• PROVIDED TEXT:
Tools

This page gives an overview of existing software tools that can be used in digital HPS projects. If you develop your own program or know of one that should be included in this list, please get in contact with Julia Damerow (digitalhpscon@gmail.com).

Agnostic Editor

Agnostic is a tool being developed to meet a specific need of the emergent Digital Humanities and specifically Digital HPS communities. The need to edit structured data without having to train editors in complex theory of structures and to make it harder for editors to enter the data incorrectly.

Agnostic was initially developed because of needs in the Darwin Correspondence project but has expanded to be used by more projects. It is still in beta phase.

Anteater

Anteater (annotation tool to extract endangered animals from text resources) is a tool developed by Julia Damerow to automatically extract certain information (such as the species being studied, the field site, and the researchers and institutions applying for the permit) from U.S. regulatory documents related to endangered species research. Dirk Wintergrün, head of Information Technology at the MPIWG, has developed a search and mapping application (based partly on the europeana4D map/timeline viewer) to display the extracted permit data visually.

• WORK TO DO:
• A. Substitute "contributors" for "editors" in the tools page text between "This page gives" and "in beta phase.", inclusive, and write out that passage.
• B. According to the tools page, why was Agnostic initially developed?

• PROVIDED RECORDS:

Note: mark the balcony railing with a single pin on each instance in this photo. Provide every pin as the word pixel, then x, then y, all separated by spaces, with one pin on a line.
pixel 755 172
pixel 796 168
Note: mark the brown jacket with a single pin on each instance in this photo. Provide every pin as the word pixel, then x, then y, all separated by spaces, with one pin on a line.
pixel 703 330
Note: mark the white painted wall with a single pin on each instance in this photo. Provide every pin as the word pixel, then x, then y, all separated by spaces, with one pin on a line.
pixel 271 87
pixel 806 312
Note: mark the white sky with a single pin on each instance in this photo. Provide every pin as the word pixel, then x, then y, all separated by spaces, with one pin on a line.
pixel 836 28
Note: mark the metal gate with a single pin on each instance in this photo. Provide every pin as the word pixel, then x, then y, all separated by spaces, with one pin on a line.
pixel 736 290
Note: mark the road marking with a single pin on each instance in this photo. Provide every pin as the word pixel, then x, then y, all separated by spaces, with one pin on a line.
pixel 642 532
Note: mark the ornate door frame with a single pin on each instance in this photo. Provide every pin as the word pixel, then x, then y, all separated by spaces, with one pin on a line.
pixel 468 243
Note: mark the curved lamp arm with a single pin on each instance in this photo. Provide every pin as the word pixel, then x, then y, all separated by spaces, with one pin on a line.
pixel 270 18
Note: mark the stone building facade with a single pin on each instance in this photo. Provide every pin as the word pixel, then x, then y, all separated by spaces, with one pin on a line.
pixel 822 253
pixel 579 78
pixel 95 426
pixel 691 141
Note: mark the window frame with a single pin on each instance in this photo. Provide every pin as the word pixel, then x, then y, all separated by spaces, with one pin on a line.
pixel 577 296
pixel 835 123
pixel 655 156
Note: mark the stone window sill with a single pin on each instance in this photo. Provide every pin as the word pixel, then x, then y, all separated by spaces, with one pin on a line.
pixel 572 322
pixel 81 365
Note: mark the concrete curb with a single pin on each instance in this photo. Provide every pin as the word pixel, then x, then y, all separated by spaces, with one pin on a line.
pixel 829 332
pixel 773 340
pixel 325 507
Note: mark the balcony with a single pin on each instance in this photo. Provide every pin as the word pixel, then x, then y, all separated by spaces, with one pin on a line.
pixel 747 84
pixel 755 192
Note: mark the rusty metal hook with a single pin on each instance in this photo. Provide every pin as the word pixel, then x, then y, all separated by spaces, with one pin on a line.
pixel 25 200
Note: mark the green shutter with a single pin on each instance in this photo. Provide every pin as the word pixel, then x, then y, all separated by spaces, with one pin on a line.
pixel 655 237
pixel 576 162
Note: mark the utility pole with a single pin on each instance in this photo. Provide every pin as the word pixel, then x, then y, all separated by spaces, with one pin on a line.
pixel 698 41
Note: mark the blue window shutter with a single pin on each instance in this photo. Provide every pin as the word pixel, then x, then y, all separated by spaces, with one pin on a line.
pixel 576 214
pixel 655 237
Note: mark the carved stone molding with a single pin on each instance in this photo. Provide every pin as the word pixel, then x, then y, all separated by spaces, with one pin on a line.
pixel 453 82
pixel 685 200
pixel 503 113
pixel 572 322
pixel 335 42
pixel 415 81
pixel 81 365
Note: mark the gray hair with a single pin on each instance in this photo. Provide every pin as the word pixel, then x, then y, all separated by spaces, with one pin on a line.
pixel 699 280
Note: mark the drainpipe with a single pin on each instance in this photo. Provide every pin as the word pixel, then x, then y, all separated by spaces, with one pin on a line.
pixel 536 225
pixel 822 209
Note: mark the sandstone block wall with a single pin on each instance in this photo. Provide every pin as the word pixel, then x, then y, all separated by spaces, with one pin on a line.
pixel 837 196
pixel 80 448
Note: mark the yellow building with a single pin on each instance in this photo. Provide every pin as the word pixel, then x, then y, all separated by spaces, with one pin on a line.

• SOLUTIONS IN ORDER:
• A.
This page gives an overview of existing software tools that can be used in digital HPS projects. If you develop your own program or know of one that should be included in this list, please get in contact with Julia Damerow (digitalhpscon@gmail.com).

Agnostic Editor

Agnostic is a tool being developed to meet a specific need of the emergent Digital Humanities and specifically Digital HPS communities. The need to edit structured data without having to train contributors in complex theory of structures and to make it harder for contributors to enter the data incorrectly.

Agnostic was initially developed because of needs in the Darwin Correspondence project but has expanded to be used by more projects. It is still in beta phase.

• B. Agnostic was initially developed because of needs in the Darwin Correspondence project. It has since expanded to be used by more projects.